WRITTEN TASK:
Return every row below verbatim, keeping each line unchanged.

RECORDS FOR THE EXERCISE:
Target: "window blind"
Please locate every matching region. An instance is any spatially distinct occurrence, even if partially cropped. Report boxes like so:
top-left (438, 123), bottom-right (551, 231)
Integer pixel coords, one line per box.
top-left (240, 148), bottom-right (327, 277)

SOLUTION:
Target: "window blind"
Please locate every matching region. An instance is any spatially distinct occurrence, even if partially cropped. Report boxes like so:
top-left (438, 123), bottom-right (551, 231)
Integer pixel coords, one line per box.
top-left (240, 148), bottom-right (327, 277)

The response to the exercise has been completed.